Retype word for word the first line of the listing and each line after it up to the line with "Target: dappled light on grass", with the pictures taken out.

____ THE INPUT

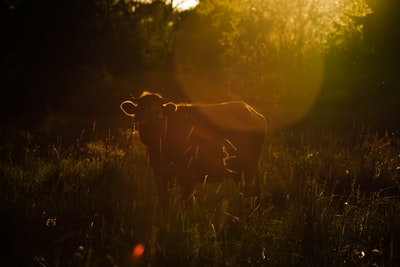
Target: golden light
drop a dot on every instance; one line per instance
(184, 4)
(137, 252)
(268, 53)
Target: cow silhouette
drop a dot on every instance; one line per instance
(189, 144)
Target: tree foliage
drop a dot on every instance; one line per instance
(269, 50)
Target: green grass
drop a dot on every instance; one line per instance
(328, 200)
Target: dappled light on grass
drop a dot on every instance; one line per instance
(327, 200)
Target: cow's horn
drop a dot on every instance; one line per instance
(124, 111)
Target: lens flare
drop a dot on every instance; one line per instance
(137, 252)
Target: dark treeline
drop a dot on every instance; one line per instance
(83, 57)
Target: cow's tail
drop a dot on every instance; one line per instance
(123, 109)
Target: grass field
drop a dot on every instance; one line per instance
(329, 199)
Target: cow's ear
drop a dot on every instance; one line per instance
(170, 107)
(128, 108)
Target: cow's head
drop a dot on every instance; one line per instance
(149, 112)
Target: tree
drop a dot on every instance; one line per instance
(265, 50)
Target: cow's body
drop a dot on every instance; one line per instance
(189, 143)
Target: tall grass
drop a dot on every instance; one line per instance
(328, 200)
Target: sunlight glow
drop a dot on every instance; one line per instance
(184, 4)
(268, 53)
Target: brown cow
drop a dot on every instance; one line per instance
(189, 143)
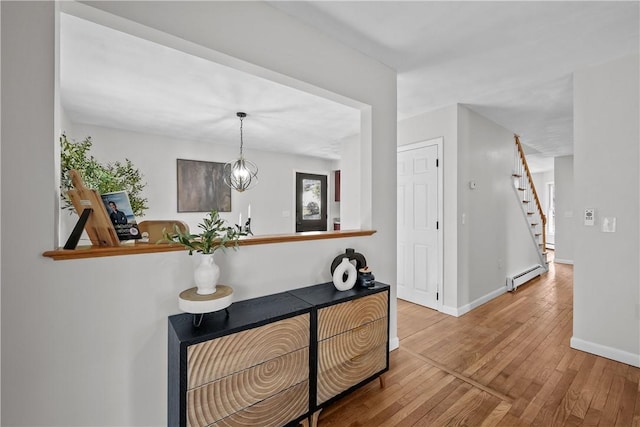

________

THE COMPLETED TASK:
Target: golden light
drop a dot on every instance; one line per instance
(184, 4)
(137, 252)
(268, 53)
Target: cow silhouette
drop a dot on every instance; one line per instance
(189, 144)
Target: tree foliage
drop a dot on every instance; one line per instance
(269, 50)
Target: green grass
drop a dot on every instance; one line per instance
(328, 200)
Target: dappled light on grass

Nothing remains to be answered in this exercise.